Coordinate labeling data:
::::::::::

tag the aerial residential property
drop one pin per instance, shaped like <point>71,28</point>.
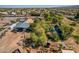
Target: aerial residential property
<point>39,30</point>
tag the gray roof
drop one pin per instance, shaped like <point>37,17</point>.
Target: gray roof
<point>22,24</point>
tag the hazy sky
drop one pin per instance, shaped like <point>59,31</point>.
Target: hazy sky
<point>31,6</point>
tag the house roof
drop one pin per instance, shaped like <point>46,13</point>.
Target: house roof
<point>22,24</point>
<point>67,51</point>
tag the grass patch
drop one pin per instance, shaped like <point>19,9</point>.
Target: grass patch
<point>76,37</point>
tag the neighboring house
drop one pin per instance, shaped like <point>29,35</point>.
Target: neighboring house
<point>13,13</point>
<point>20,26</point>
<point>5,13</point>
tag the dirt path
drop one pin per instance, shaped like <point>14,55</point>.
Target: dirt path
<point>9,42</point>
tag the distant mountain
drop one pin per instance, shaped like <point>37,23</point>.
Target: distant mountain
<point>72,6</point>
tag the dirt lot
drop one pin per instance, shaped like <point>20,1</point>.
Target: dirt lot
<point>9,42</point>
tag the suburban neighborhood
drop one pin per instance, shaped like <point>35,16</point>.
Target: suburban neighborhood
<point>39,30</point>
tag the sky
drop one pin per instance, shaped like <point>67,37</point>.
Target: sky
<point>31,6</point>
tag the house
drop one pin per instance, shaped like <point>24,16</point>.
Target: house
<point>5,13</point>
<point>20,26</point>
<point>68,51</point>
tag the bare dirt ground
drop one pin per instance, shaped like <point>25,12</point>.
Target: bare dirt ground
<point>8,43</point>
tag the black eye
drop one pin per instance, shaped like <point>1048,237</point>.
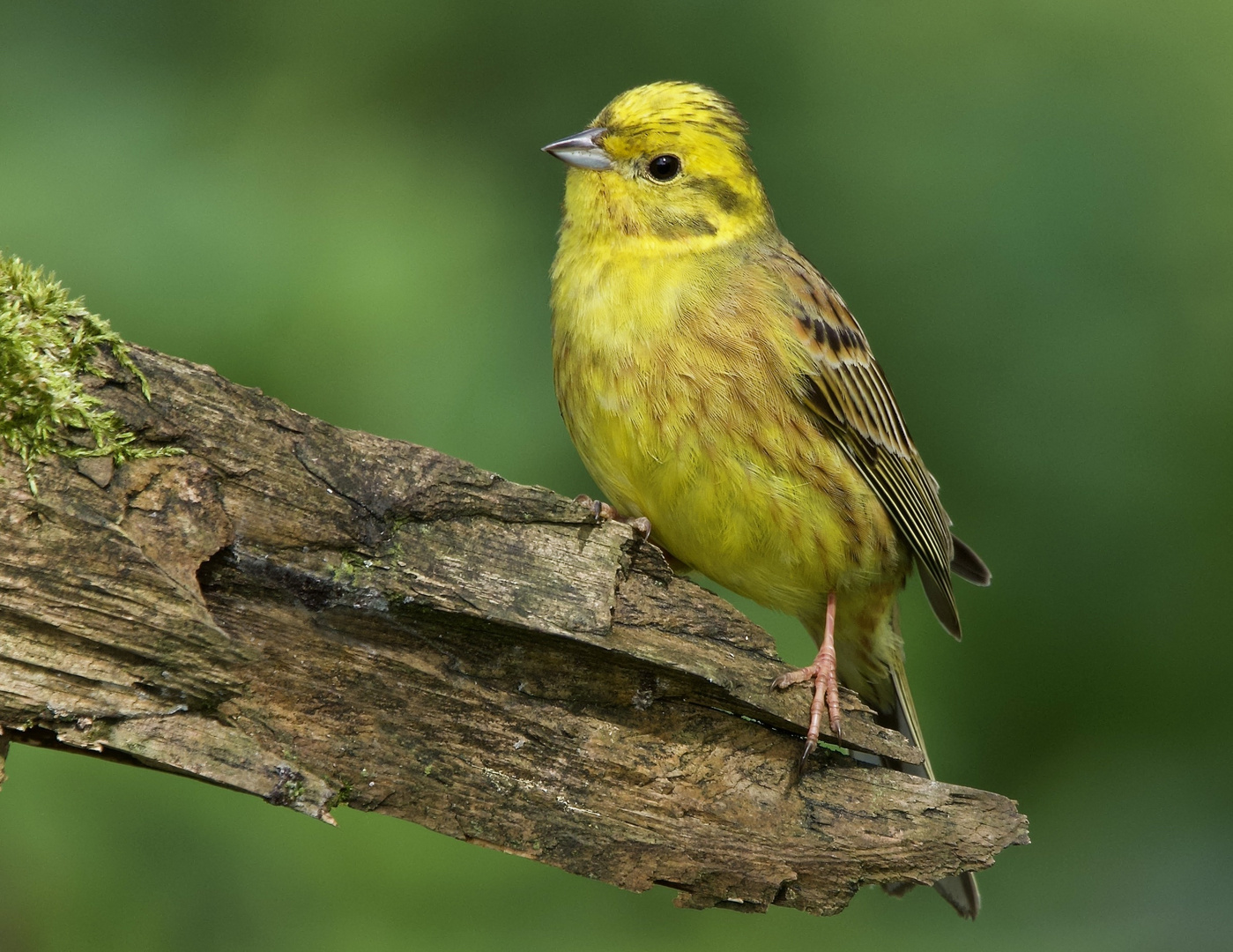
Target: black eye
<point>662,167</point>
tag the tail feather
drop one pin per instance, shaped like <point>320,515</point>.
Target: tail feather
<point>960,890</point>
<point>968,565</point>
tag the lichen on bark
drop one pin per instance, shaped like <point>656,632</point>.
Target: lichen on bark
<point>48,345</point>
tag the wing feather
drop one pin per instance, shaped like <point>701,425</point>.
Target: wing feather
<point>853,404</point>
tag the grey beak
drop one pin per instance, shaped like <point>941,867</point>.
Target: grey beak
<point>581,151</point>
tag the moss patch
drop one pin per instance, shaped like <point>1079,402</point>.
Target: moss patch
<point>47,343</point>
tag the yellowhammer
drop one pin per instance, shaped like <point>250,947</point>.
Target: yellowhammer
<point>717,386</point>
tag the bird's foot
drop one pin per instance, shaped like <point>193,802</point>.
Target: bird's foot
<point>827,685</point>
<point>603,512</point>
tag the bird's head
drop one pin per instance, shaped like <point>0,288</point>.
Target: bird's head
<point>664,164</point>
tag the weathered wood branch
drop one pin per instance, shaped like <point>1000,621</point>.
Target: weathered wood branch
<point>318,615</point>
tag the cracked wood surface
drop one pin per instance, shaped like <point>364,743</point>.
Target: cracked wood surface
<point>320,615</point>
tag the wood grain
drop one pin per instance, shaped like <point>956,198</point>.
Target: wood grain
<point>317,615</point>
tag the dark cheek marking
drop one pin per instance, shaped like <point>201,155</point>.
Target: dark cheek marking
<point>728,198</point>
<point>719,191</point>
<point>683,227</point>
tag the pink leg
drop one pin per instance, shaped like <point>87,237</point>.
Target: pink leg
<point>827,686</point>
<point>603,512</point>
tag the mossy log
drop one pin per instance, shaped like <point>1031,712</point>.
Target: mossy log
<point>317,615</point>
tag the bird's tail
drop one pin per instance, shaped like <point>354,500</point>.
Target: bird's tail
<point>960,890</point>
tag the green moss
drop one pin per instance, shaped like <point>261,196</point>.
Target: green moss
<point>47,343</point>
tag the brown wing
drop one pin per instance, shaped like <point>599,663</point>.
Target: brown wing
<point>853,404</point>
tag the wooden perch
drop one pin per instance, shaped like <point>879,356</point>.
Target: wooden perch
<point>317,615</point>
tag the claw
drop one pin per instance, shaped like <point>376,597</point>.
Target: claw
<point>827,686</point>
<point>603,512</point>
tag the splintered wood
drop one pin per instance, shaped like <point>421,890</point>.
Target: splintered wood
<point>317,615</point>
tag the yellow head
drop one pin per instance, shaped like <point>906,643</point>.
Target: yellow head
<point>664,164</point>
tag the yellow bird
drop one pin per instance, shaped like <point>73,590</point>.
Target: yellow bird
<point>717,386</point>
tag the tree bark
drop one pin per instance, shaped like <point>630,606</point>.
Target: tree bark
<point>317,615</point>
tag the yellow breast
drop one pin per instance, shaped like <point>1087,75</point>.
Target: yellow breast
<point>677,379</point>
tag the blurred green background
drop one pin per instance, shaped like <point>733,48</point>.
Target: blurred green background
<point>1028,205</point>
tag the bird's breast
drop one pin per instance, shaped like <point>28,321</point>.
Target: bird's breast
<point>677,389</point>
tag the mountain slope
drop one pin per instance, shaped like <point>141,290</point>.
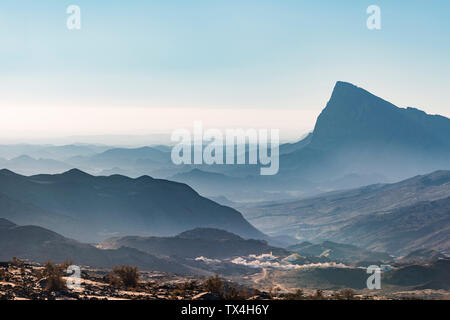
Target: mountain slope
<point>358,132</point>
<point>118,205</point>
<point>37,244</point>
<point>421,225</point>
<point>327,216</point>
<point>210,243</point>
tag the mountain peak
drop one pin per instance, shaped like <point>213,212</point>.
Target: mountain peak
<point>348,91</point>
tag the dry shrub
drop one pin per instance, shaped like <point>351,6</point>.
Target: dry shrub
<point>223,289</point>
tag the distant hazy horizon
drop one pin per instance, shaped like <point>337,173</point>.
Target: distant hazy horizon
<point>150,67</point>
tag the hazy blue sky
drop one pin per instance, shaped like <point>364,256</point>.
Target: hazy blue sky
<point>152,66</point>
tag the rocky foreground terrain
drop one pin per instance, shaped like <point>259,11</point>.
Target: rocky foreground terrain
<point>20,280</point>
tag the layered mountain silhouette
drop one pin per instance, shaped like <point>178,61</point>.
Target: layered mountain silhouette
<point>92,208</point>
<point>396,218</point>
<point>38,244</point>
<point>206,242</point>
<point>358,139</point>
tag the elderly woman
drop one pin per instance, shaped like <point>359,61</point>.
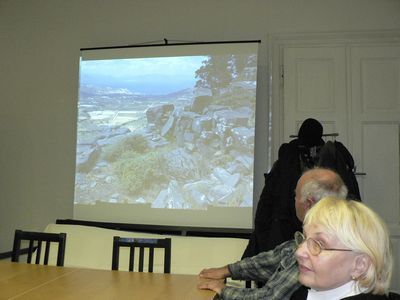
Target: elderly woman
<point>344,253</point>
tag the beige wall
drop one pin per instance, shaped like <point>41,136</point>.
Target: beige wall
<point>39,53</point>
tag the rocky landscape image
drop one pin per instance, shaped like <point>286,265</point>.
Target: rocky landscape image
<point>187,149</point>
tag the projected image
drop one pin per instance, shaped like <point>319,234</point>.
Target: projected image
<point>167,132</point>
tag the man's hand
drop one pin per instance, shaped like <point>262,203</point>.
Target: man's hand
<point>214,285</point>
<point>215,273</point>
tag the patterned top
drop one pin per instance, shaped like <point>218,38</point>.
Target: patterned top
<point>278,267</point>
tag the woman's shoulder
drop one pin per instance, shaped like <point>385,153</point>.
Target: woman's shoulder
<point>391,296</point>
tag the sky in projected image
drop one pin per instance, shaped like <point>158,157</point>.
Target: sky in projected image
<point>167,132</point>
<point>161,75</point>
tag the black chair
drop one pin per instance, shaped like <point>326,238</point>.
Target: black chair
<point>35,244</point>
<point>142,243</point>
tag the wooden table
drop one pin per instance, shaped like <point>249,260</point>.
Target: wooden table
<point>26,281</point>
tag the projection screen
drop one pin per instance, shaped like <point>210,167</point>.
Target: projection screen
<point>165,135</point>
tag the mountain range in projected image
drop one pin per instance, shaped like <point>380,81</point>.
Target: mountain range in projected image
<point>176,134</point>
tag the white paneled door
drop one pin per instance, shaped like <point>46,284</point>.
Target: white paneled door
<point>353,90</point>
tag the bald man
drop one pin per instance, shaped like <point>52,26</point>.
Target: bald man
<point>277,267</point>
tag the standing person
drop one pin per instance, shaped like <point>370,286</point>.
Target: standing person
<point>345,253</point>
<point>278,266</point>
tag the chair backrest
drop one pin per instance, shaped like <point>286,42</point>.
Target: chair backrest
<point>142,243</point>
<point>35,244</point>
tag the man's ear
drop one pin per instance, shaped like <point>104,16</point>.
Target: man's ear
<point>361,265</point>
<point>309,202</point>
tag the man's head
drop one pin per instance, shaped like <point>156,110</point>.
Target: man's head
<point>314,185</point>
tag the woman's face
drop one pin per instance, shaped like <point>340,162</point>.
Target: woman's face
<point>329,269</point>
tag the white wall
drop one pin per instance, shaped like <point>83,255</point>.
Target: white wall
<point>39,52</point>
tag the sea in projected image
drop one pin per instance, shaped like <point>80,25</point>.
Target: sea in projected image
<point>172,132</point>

::::::::::

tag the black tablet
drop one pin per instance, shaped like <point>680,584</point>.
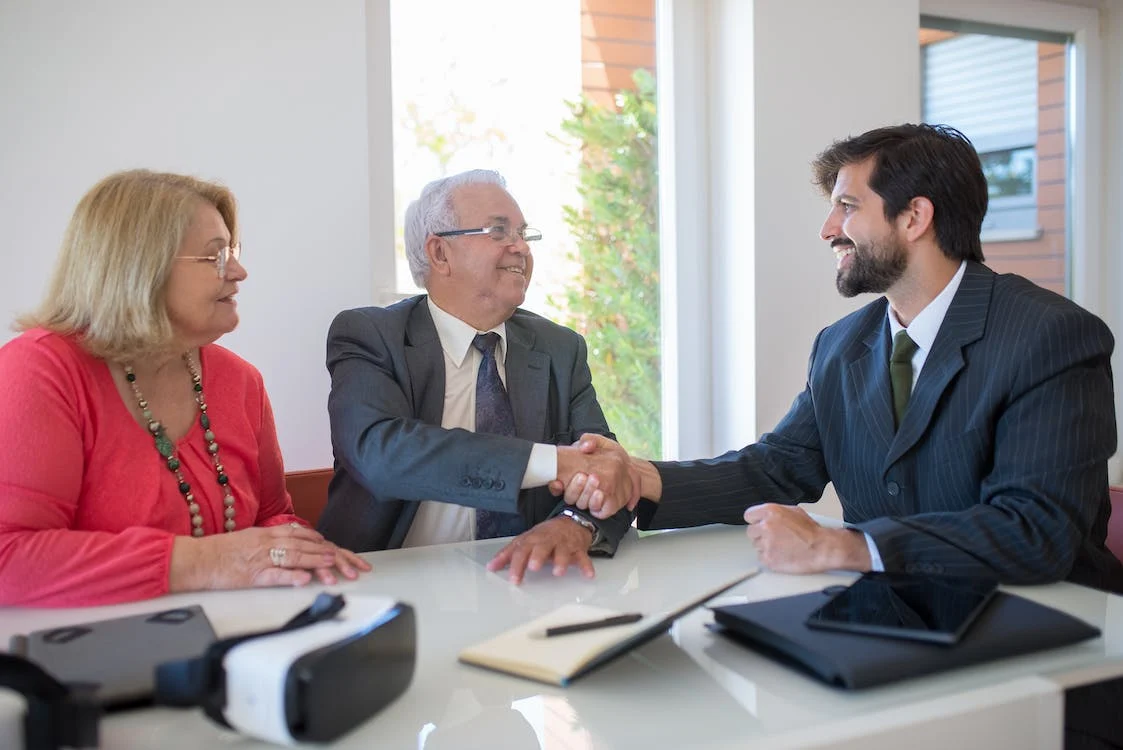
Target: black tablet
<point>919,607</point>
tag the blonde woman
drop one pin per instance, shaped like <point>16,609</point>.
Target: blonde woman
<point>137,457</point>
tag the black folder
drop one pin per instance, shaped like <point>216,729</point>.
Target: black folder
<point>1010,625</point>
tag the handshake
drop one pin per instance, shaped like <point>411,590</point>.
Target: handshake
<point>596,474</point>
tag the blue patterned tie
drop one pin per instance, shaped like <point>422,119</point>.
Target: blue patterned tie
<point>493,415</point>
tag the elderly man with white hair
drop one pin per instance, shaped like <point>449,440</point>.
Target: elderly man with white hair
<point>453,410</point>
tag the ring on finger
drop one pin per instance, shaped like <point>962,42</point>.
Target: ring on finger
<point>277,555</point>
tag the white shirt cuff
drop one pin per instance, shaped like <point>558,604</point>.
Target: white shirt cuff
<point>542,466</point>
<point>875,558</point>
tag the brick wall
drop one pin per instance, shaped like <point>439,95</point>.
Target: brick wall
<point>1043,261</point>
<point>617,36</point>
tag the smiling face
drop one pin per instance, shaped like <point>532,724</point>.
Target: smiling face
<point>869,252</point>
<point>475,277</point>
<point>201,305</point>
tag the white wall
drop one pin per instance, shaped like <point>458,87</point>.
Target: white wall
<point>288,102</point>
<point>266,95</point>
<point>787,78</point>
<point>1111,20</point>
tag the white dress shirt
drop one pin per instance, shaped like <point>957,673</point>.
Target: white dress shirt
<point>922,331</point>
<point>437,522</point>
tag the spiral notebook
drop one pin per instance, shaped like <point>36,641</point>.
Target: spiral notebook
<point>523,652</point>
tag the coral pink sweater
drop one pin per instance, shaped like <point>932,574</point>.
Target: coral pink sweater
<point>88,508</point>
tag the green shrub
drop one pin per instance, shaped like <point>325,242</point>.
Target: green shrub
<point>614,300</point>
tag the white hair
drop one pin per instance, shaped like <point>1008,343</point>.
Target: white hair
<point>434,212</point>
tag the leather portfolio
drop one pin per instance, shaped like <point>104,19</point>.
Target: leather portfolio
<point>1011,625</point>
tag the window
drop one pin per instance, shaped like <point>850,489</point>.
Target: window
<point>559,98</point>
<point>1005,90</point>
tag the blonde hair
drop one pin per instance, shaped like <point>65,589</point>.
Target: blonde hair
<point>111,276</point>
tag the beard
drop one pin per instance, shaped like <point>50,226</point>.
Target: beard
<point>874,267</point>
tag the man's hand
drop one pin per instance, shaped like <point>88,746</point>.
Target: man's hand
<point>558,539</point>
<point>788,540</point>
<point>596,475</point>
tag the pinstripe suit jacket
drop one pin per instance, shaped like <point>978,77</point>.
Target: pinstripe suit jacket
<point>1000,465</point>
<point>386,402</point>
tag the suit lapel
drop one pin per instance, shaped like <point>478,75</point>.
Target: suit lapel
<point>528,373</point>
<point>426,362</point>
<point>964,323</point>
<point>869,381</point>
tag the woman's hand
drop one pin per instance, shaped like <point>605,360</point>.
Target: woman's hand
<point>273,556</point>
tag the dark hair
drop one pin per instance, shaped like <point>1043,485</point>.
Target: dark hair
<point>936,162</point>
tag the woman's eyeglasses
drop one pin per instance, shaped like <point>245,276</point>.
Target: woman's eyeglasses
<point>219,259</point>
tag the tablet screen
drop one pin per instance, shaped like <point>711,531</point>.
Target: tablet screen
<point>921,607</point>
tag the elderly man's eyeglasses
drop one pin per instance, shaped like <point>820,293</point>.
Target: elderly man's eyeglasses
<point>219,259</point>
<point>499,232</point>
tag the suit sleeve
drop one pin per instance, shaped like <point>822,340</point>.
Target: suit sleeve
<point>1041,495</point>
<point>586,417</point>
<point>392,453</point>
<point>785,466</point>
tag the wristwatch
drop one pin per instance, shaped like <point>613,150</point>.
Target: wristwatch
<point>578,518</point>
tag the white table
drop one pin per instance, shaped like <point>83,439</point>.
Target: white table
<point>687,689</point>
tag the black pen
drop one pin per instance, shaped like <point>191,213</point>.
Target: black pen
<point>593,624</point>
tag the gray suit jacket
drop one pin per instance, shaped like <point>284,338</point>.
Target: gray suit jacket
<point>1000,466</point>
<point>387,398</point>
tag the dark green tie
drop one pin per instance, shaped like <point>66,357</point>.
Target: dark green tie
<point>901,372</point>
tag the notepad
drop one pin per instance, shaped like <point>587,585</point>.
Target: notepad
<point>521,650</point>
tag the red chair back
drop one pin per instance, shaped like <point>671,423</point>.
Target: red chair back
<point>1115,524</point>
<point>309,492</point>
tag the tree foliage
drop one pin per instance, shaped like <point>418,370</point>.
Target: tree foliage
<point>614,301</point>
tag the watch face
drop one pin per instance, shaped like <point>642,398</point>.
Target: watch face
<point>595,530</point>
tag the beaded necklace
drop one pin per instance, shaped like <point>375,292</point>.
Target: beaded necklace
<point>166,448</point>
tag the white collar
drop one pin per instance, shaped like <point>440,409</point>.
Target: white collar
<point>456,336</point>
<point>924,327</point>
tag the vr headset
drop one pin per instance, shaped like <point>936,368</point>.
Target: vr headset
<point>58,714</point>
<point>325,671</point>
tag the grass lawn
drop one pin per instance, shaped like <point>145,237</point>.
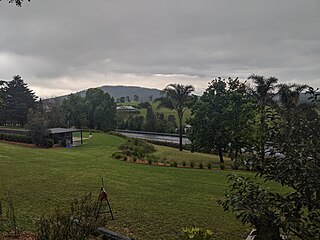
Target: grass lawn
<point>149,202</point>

::::::::::

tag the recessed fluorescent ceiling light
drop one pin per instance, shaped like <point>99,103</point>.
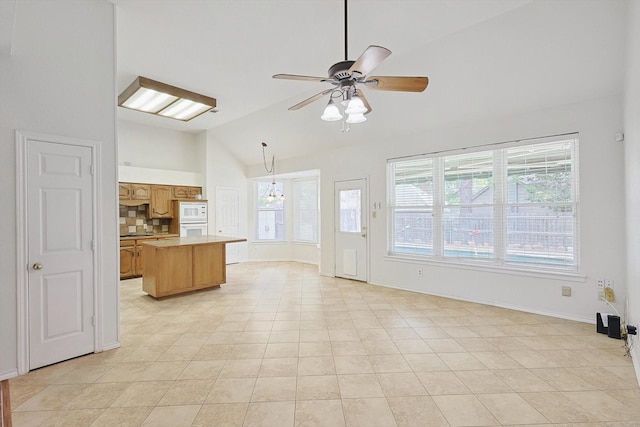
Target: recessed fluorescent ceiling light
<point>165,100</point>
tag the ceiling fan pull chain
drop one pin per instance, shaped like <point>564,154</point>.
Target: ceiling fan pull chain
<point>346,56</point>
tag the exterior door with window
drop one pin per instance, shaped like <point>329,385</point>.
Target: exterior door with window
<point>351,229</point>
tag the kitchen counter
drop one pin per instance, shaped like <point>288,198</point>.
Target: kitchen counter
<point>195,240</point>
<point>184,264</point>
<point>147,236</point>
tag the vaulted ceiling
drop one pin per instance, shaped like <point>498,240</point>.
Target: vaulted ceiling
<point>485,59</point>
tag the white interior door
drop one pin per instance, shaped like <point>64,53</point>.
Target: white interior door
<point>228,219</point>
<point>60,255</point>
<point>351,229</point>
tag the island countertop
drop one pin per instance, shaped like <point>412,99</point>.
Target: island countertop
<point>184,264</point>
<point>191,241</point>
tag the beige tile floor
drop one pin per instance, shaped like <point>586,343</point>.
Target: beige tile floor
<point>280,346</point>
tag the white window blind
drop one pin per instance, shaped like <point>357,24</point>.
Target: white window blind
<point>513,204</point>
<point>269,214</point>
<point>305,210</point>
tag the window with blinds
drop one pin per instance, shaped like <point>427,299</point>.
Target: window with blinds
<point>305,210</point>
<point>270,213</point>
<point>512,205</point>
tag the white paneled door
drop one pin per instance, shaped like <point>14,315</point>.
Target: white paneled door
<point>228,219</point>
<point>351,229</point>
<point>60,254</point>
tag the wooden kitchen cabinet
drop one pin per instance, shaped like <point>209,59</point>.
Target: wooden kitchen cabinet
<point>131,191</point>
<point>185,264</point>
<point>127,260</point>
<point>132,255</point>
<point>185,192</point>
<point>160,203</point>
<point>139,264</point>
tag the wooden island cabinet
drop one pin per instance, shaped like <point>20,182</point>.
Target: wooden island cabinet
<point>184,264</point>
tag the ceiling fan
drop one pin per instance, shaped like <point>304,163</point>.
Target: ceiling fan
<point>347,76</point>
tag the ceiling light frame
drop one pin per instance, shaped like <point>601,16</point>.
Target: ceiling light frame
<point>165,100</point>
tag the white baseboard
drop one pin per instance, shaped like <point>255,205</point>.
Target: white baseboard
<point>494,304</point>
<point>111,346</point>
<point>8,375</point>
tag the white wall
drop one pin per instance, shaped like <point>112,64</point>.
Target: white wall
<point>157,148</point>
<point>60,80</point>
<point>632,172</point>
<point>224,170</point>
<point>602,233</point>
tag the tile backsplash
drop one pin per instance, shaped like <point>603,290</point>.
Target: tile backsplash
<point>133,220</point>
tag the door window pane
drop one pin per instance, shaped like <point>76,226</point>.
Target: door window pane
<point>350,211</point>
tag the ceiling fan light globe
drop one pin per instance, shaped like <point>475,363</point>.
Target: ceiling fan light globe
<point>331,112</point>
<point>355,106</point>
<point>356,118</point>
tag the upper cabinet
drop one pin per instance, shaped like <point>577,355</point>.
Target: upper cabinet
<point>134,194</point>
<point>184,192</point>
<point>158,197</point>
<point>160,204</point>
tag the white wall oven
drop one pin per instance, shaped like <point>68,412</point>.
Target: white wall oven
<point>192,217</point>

::::::::::

GIVEN REQUEST: Shift each answer coordinate by adding 135 to it. Then write out every line from the line with "tag the chair backrest" to the line with "<point>329,269</point>", both included, and leave the sample coordinates in the remaining lines unchanged.

ANSWER:
tag the chair backrest
drop one pin per instance, shaped like <point>286,42</point>.
Target: chair backrest
<point>277,378</point>
<point>170,379</point>
tag the man's ear
drop one pin per instance, shaped like <point>104,16</point>.
Target: man's ear
<point>496,400</point>
<point>444,337</point>
tag the man's head
drop one pin per instance, shaped like <point>156,110</point>.
Target: man's head
<point>449,320</point>
tag the woman's face
drop one pin per instance, shaped like <point>340,162</point>.
Target: woman's face
<point>464,404</point>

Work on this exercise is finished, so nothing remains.